To do:
a) Answer these questions from the speech on Confederation:
(i) To which places are the iron and coal of Nova Scotia now exported?
(ii) Which two conferences does the speaker say were watched with interest by the civilized world?
(iii) According to the 5th Resolution, when was the Conference of Delegates held at Quebec?
b) Please reproduce word for word the part of the speech on Confederation starting with "If this should" and going on through "impracticable without Confederation.".

Passage provided:
•••
If this should be done, our young men, who have become skilful artizans in the workshops of the United States, would find employment in their native Provinces. Sir, it is impossible to over estimate the manufacturing greatness which Nova Scotia is capable of attaining. The iron and coal of that Province are now exported to Europe and to the United States where they are employed in the manufactures of articles which we now import from these countries. The time is propitious for Confederation. We may reasonably hope for the restoration of peace in the United States. Intercolonial free trade would in the words of the resolution promote the development of the trade and manufacturing capabilities of the Colonies and advance the great prosperity, but intercolonial free trade is impracticable without Confederation.
The proceedings of the Conference at Charlottetown and Quebec were watched with interest by the civilized world. The people of those countries of Europe which send emigrants to America have had their attention directed to the British Provinces. Let these Provinces become consolidated, and then emigrants to come from Europe, as well as many now in the Republic, will seek the British Provinces as a home instead of the United States, now so heavily taxed. I come now, Sir, to the 5th and 6th Resolutions:—
“5. That the Report of the Conference of Delegates from the British North American Provinces and Colonies held at Quebec in October last, taken as a whole, contains a declaration of principles—as the basis of a Federal Union—which this House considers just to the several Provinces and Colonies.”
•••
Extracted data entries:
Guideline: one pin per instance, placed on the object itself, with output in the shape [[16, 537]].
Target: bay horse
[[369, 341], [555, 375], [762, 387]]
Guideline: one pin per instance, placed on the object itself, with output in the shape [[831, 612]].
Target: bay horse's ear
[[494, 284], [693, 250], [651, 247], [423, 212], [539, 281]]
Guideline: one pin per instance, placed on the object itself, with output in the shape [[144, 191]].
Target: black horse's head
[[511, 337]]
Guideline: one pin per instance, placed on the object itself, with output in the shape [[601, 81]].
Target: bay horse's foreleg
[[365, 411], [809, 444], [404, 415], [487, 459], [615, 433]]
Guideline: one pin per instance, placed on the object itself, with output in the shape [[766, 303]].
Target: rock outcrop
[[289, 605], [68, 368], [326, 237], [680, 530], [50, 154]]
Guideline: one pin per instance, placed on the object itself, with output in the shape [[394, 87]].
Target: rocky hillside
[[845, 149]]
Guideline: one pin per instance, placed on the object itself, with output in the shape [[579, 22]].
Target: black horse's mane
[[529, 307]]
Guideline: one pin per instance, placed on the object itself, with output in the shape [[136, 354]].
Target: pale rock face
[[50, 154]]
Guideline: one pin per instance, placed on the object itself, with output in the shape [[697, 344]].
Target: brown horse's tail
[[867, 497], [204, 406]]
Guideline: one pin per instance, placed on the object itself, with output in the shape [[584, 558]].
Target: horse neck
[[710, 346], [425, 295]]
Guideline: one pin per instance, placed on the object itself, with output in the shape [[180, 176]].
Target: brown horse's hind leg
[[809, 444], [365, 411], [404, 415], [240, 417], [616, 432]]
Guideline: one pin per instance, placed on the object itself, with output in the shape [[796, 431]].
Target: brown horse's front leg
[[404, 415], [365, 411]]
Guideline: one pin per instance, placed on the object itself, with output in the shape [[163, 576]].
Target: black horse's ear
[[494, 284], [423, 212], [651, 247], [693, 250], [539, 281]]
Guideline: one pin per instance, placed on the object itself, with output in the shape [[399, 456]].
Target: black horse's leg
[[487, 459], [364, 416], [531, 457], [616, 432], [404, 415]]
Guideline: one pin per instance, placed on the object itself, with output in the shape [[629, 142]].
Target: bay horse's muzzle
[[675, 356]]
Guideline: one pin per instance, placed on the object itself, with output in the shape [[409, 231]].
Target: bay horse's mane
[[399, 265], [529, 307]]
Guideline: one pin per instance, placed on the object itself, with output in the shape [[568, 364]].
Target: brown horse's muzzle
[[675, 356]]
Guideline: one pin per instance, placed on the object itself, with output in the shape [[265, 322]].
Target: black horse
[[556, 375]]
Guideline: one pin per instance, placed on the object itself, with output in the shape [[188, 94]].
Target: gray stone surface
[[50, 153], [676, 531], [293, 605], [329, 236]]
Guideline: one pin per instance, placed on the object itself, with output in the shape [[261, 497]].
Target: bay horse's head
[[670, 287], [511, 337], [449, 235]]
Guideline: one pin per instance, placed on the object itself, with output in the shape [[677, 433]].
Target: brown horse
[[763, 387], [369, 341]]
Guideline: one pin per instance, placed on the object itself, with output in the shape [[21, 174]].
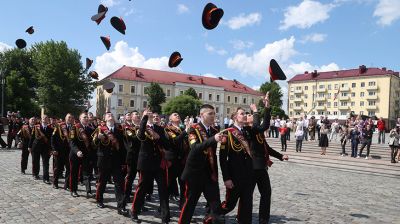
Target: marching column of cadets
[[182, 159]]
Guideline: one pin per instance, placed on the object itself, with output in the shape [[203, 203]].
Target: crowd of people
[[354, 132], [181, 156]]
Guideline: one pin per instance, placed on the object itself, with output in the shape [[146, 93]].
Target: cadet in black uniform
[[201, 171], [237, 168]]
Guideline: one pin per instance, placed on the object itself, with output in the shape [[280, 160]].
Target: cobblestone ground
[[301, 194]]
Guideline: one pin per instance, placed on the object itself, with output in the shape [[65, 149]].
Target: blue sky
[[300, 35]]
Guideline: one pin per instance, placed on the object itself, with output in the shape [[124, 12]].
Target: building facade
[[130, 82], [362, 91]]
•••
The replies:
a)
(i) Europe and the United States
(ii) Charlottetown and Quebec
(iii) October last

b)
If this should be done, our young men, who have become skilful artizans in the workshops of the United States, would find employment in their native Provinces. Sir, it is impossible to over estimate the manufacturing greatness which Nova Scotia is capable of attaining. The iron and coal of that Province are now exported to Europe and to the United States where they are employed in the manufactures of articles which we now import from these countries. The time is propitious for Confederation. We may reasonably hope for the restoration of peace in the United States. Intercolonial free trade would in the words of the resolution promote the development of the trade and manufacturing capabilities of the Colonies and advance the great prosperity, but intercolonial free trade is impracticable without Confederation.